EXTRAIT:
# # #

Elle parle dans tous les hommes. Son vrai message, c'est l'amour. La seule chose qui nous rende semblables. Car autrement tout nous sépare. Ce qui nous unit, c'est Son Amour seul. Pas cet amour égoïste qui attend de recevoir, mais bien l'amour donné. L'amour dû. Sans lui tout est souffrance, sans lui tout est déception, sans lui tout est tristesse. Car celui qui attend d'être aimé en retour est celui-là même qui souffrira le plus. Car celui qui voudrait que l'amour soit équilibre entre deux êtres est perdu. L'amour est ce que tu dois, non ce qui t'est dû. Ne t'était dû que ce que tu possèdes déjà ou du moins si tu ne le possèdes pas, ce dont tu jouis déjà. Ne t'est due que la vie.

# # #

ENTRÉES AFFICHÉES:
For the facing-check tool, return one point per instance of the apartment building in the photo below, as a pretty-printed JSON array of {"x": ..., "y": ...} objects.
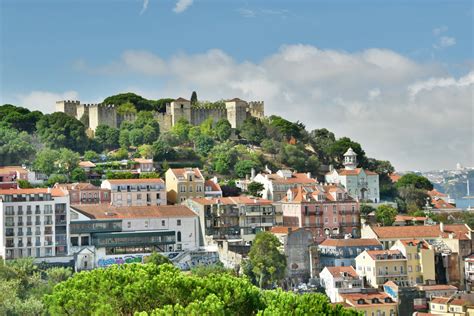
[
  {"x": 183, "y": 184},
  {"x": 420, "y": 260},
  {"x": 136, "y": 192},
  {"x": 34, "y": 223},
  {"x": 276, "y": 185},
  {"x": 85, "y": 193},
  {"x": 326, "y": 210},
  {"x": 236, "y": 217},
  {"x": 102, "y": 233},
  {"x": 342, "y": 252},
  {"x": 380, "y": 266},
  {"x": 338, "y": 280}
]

# # #

Prolongez, s'il vous plaît, le texte sur l'amour à partir de sa dernière phrase. Les entrées n'ont aucun lien avec le texte sur l'amour.

CORRIGÉ DE L'EXERCICE:
L'équilibre viendra ou ne viendra pas de ce que tu aimeras ou n'aimeras point. L'amour est la contrepartie, la dette des Hommes envers la Vie. Car Elle est équilibre et Elle est absolue. Son équilibre est absolu. L'équilibre est la loi qui dirige toutes les autres lois. Sans l'amour, ta vie n'est que déséquilibre, que glissement vers la mort. C'est l'ennemi sur lequel la vie s'appuie pour ne pas s'effondrer, l'ennemi plus utile que l'ami, l'ennemi qui forge et qui élève. L'amour est une force qui tend dans une direction opposée non à celle de la haine, qui n'est que dérivée de l'amour, mais à celle de la Vie. La vie donnée n'est pas gratuite, sinon elle ne serait que déséquilibre. La vie attend l'amour pour être. L'amour en échange de la vie. La vie en échange de l'amour.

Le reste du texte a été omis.